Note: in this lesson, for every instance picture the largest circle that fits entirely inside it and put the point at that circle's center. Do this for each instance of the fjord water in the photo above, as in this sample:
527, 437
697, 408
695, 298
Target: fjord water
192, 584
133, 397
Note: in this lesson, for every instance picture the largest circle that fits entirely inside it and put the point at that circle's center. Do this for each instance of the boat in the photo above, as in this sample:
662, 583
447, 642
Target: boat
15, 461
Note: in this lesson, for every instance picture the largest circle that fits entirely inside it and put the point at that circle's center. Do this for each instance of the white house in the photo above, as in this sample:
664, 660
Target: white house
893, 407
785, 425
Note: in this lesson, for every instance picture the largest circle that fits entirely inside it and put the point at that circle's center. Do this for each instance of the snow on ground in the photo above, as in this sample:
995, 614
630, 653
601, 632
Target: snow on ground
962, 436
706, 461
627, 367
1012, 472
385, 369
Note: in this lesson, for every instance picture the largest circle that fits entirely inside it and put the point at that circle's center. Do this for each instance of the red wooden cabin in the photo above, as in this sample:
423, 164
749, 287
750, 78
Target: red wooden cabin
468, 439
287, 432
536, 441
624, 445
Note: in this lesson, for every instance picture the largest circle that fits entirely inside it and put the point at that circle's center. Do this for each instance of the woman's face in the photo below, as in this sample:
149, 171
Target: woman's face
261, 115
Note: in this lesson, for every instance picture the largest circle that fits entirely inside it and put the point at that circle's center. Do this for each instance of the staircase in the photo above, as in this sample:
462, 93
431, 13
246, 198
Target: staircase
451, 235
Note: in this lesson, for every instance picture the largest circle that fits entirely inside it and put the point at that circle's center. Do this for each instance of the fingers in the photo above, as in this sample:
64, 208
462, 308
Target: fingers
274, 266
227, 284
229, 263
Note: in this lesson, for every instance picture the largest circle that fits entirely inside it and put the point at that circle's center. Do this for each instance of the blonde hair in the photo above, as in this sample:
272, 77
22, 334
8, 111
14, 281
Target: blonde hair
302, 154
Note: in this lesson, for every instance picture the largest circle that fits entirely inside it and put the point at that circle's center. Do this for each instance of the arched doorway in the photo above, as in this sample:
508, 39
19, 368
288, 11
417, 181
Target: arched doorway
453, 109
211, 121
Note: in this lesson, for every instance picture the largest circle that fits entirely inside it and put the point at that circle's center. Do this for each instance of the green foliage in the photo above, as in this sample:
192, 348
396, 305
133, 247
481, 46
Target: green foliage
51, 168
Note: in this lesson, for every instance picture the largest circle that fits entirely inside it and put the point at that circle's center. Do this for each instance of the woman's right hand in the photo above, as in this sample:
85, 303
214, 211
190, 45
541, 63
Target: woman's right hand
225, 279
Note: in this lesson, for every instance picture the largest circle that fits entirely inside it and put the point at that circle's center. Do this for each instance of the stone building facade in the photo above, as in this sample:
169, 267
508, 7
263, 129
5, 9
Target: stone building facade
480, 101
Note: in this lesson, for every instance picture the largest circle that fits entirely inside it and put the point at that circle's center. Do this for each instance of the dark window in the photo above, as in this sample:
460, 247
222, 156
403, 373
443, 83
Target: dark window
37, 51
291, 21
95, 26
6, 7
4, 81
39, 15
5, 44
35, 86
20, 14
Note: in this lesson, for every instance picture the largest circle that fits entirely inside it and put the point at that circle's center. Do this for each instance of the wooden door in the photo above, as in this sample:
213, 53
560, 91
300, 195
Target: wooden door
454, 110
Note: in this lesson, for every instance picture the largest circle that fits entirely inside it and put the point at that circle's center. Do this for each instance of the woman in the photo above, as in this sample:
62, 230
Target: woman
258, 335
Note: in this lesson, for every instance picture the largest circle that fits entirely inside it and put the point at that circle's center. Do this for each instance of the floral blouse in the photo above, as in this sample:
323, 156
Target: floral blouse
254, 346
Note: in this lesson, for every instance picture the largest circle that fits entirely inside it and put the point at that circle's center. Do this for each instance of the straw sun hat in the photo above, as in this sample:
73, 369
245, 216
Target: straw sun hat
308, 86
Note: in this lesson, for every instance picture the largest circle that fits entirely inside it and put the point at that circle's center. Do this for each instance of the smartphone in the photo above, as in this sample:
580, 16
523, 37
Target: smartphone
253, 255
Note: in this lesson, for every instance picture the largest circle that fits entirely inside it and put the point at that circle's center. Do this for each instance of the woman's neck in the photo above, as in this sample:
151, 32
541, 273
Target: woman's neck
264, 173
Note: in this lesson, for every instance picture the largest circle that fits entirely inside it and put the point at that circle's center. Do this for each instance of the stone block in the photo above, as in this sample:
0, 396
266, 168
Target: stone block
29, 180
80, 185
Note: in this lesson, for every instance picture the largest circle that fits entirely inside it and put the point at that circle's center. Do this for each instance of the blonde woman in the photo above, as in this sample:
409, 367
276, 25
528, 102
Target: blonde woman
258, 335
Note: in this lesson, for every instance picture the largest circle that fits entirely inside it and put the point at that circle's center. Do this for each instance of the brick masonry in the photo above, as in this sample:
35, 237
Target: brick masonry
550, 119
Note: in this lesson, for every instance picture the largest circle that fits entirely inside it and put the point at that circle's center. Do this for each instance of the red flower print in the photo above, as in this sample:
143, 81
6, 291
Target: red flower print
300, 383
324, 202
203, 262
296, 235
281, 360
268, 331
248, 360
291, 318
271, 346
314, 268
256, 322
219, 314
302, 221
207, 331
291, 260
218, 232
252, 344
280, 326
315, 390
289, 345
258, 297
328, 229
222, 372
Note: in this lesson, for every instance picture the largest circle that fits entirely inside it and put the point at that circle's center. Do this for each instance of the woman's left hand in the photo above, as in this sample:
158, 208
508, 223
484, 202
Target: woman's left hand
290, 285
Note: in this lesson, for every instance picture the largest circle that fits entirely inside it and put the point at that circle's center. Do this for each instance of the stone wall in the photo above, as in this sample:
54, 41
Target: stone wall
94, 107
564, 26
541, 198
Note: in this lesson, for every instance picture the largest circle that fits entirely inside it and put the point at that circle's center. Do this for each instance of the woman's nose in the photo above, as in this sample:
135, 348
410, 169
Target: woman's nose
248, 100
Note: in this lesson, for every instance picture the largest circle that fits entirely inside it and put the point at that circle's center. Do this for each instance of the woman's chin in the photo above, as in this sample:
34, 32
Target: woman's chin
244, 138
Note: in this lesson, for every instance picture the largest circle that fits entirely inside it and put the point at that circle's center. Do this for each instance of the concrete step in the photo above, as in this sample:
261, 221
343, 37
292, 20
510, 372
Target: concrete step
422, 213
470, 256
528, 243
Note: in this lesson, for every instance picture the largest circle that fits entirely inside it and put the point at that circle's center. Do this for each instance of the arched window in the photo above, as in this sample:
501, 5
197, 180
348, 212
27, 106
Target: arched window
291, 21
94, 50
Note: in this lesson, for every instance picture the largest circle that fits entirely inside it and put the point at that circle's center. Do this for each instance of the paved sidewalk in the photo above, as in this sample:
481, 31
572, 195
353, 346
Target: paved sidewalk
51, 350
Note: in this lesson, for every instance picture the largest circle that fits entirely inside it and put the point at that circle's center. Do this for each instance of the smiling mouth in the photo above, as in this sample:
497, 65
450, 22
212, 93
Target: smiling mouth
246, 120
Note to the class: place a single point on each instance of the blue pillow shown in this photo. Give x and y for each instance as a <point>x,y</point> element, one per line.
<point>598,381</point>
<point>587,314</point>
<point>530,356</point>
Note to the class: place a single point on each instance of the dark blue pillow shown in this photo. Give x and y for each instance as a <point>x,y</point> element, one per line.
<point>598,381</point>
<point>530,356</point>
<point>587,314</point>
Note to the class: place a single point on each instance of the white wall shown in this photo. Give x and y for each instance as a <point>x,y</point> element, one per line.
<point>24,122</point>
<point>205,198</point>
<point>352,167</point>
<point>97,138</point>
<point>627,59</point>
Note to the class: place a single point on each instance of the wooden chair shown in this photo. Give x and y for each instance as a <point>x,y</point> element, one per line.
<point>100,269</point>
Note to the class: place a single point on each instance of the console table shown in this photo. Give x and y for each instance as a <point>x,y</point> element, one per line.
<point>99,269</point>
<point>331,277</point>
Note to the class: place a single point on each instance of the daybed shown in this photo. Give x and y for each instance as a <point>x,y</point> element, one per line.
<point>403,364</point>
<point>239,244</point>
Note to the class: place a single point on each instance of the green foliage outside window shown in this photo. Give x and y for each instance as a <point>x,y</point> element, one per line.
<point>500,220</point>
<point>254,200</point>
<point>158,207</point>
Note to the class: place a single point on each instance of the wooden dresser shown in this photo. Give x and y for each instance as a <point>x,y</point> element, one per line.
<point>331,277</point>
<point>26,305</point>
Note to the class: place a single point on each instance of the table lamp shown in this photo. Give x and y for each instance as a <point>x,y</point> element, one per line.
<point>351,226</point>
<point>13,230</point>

────

## Exercise
In the records above, return only the line that contains "of the console" and every line after it through the last, exactly as they appear.

## The output
Note to the class: place a single point on each instance of the console table shown in this photo. Give x and y for each instance as a <point>x,y</point> element, one per line.
<point>99,269</point>
<point>331,277</point>
Note to the class: place a single point on each instance of the daybed shown in this photo. Give x and y for each instance as a <point>x,y</point> element, one per line.
<point>403,364</point>
<point>239,244</point>
Note to the class: place a single point on each instance of the green foliage outside window shown in this photo. Give x and y for each instance as a <point>x,y</point> element, one per line.
<point>500,220</point>
<point>254,200</point>
<point>158,207</point>
Note to the class: place a single point on each instance of the wooden dresser shown in this photo. Give x and y for each instance as a <point>x,y</point> element, one per line.
<point>331,277</point>
<point>26,305</point>
Note to the class: place a single point on each instance of the table lamp shown in this photo. Give x and y for each instance as a <point>x,y</point> element, one per line.
<point>351,226</point>
<point>13,230</point>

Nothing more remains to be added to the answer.